* [DIRECTION]
Convert the records below into a numbered list, one line per item, skipping any blank lines. Leave the pictures out of your answer.

* [PROVIDED MATERIAL]
◇ ◇ ◇ ◇ ◇ ◇ ◇

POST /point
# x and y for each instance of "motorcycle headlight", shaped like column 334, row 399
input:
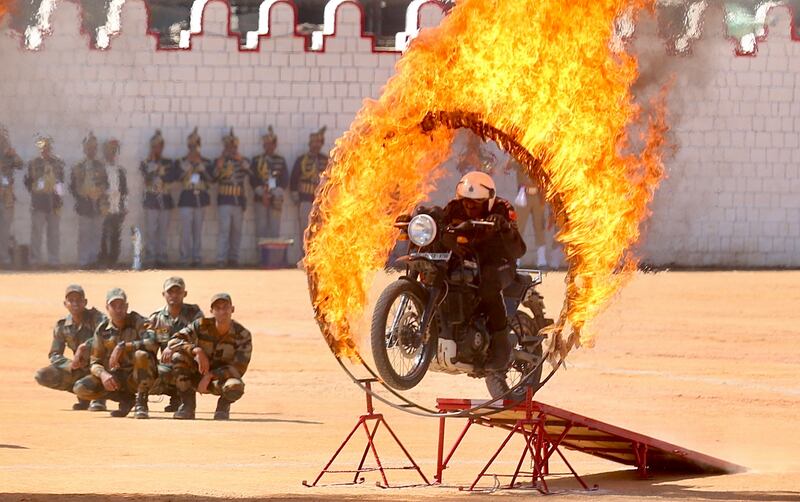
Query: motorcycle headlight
column 422, row 230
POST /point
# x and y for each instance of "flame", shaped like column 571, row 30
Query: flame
column 539, row 78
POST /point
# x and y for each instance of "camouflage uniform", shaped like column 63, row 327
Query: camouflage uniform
column 158, row 173
column 59, row 375
column 230, row 172
column 137, row 370
column 228, row 356
column 269, row 179
column 306, row 177
column 9, row 162
column 45, row 182
column 89, row 185
column 195, row 178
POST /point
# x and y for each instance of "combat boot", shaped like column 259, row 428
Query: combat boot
column 187, row 407
column 499, row 356
column 223, row 411
column 97, row 405
column 125, row 405
column 82, row 404
column 174, row 404
column 141, row 410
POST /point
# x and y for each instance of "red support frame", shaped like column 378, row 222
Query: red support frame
column 370, row 446
column 539, row 445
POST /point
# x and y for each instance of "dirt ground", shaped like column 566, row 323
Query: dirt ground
column 709, row 361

◇ ◇ ◇ ◇ ◇ ◇ ◇

* [RESULT OF THE EXERCISE]
1. POST /point
2. # x and y for each instance of "motorcycle headlight", shaped like column 334, row 399
3. input:
4. Query: motorcycle headlight
5. column 422, row 230
6. POST /point
7. # x and y for each instance of "flame", shaped like column 571, row 30
8. Query: flame
9. column 539, row 78
10. POST /point
11. # x and y for each instance of "camouflage uniform", shaped like column 63, row 327
12. Query: camouflage uniform
13. column 158, row 173
14. column 59, row 375
15. column 230, row 172
16. column 137, row 370
17. column 228, row 356
18. column 269, row 179
19. column 306, row 177
20. column 9, row 162
21. column 45, row 182
22. column 89, row 185
23. column 195, row 178
24. POST /point
25. # x and y for each instance of "combat boot", shaped like column 259, row 428
26. Query: combat boot
27. column 187, row 407
28. column 499, row 356
29. column 223, row 411
30. column 97, row 405
31. column 125, row 405
32. column 82, row 404
33. column 174, row 404
34. column 141, row 410
35. POST /point
36. # x and y for each instance of "red support frame", shaped like column 378, row 222
37. Query: red support frame
38. column 370, row 446
39. column 539, row 445
40. POST /point
41. # x and y for each instance of "dirt ground", shaped like column 566, row 323
42. Query: dirt ground
43. column 709, row 361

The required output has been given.